INSTRUCTIONS TO FOLLOW. Repeat the lines of the listing word for word from its start up to and including the line that contains "POLYGON ((210 150, 160", leaving out the pictures.

*** INPUT DATA ***

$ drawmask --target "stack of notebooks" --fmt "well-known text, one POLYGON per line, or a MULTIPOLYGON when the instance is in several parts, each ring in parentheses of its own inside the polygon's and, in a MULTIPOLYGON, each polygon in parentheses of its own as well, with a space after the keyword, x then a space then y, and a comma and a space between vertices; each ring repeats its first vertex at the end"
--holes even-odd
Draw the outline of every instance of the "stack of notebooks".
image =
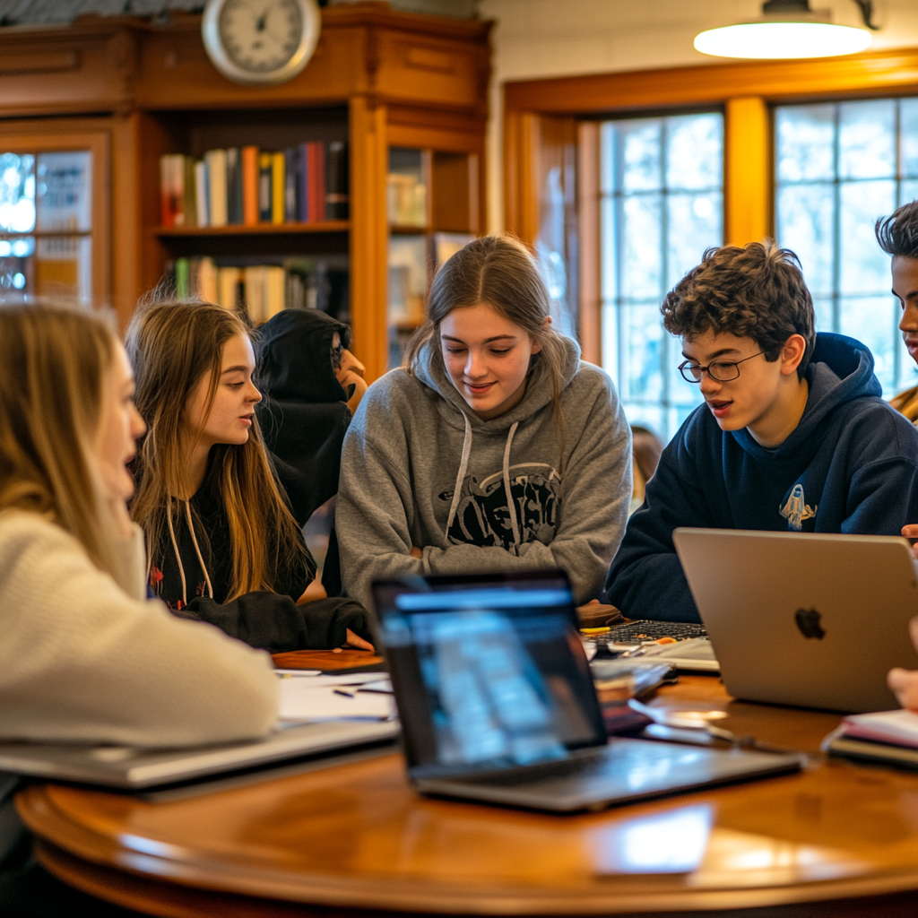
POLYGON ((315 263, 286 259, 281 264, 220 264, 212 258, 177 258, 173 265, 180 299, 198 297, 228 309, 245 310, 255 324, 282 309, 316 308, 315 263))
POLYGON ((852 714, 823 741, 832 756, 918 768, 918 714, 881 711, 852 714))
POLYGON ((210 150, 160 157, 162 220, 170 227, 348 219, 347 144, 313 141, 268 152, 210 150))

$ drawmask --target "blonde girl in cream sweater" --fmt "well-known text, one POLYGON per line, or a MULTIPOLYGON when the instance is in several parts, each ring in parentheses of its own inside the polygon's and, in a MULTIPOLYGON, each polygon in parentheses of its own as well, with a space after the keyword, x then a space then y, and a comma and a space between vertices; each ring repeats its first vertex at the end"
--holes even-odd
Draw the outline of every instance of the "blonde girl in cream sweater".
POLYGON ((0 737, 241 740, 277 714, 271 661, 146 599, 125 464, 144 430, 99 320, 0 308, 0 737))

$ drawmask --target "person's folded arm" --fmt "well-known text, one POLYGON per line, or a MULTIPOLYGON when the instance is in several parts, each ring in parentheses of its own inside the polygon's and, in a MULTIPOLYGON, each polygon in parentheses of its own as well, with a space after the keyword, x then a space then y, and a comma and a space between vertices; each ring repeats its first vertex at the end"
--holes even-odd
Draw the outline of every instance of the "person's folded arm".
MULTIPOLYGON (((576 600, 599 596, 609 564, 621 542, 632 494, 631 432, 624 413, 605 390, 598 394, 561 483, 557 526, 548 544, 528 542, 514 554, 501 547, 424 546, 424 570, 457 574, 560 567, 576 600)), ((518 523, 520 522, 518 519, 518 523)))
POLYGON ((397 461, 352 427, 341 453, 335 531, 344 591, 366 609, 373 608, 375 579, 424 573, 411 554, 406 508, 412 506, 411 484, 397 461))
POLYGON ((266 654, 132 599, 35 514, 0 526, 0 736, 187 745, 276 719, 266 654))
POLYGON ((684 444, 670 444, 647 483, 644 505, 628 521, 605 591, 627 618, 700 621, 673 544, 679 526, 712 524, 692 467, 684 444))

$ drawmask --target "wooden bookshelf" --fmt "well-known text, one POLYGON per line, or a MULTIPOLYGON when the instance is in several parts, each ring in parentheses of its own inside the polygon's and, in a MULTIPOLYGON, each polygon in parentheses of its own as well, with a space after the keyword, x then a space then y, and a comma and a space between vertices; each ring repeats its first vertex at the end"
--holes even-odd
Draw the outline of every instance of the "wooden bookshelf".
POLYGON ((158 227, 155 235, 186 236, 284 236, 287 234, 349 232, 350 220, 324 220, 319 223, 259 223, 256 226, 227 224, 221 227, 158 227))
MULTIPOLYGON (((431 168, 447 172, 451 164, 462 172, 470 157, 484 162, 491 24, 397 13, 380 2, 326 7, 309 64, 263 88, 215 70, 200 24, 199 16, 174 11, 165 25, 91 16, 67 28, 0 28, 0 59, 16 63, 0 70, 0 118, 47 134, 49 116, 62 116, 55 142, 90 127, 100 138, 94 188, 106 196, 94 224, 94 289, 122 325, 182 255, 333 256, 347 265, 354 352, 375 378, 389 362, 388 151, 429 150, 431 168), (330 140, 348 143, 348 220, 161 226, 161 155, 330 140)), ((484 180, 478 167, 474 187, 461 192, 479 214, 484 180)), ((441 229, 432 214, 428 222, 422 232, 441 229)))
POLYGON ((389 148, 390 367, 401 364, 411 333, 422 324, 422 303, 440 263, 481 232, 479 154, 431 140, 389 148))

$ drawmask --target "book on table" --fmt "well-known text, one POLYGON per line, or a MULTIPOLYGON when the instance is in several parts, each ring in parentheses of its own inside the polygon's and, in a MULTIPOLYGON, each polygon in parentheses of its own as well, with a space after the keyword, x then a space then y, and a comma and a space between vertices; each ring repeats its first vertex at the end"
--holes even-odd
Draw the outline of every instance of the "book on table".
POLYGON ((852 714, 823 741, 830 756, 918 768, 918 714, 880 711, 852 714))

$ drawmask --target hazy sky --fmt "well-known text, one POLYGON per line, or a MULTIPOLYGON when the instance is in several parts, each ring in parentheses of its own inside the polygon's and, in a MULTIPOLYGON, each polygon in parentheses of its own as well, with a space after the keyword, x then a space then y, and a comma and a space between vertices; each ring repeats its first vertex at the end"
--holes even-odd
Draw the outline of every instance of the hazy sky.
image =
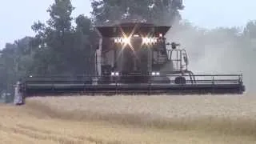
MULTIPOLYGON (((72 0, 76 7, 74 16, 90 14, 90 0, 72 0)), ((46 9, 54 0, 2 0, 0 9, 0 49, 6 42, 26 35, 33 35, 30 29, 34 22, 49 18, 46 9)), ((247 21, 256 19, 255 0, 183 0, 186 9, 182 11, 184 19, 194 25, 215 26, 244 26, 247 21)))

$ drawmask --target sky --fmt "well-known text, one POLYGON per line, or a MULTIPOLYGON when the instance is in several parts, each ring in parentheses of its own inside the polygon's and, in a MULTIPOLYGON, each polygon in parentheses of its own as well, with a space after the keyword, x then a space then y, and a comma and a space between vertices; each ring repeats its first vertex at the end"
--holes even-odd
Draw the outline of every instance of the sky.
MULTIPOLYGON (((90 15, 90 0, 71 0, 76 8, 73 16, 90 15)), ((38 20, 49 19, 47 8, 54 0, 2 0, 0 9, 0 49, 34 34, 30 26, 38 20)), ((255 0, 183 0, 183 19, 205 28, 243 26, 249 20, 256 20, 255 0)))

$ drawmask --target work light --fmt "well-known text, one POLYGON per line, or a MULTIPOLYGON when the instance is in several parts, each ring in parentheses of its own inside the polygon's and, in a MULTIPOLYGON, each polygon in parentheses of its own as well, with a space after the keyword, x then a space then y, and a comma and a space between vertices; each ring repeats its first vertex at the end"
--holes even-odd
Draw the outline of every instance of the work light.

***

EXERCISE RESULT.
$ drawmask --target "stack of notebooks" --fmt "well-known text, one POLYGON per line, or a MULTIPOLYGON when the instance is in several parts, each ring in parentheses of its own inside the polygon's and, in a MULTIPOLYGON, each polygon in parentheses of its own as well, with a space after the keyword, x then a space then y, and a comma and a space between vertices; each ring repeats its first vertex at the end"
--holes even-odd
Draw the outline of every instance of the "stack of notebooks".
image =
POLYGON ((315 263, 286 259, 281 264, 220 264, 212 258, 177 258, 173 265, 180 299, 198 297, 228 309, 245 310, 255 324, 282 309, 316 308, 315 263))
POLYGON ((852 714, 823 741, 832 756, 918 768, 918 714, 881 711, 852 714))
POLYGON ((210 150, 160 157, 162 220, 170 227, 348 219, 347 144, 313 141, 268 152, 210 150))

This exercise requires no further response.